### WORK TO COMPLETE
Scan the entries below and state how many lines contain "parts". No other output.

(Stored entries)

'''

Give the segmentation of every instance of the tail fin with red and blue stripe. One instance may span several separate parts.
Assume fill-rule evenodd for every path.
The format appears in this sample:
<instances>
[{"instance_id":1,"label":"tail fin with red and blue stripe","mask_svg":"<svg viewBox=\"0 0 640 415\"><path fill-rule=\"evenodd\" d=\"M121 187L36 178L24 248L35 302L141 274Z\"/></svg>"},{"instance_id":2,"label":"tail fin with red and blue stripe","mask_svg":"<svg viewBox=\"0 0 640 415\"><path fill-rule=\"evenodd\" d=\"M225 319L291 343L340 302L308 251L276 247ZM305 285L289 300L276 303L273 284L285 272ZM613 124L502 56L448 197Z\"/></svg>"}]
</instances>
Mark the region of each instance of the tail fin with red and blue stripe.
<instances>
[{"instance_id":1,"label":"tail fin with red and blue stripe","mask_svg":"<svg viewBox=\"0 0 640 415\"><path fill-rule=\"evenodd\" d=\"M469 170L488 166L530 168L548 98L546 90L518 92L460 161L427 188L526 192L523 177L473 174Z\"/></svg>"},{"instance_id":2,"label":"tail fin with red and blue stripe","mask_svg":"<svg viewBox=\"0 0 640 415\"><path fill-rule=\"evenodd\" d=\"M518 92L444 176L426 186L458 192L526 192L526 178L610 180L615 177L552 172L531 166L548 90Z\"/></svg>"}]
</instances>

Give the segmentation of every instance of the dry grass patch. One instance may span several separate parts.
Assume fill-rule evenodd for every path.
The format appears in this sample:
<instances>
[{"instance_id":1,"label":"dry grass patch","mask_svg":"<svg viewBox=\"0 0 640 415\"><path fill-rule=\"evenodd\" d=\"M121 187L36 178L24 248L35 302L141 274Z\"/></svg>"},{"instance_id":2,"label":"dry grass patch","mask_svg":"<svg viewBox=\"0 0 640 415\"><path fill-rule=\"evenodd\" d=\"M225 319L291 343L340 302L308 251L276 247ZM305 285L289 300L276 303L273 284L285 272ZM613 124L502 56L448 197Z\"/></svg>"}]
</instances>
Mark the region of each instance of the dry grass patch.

'''

### ANSWER FOR THIS EXERCISE
2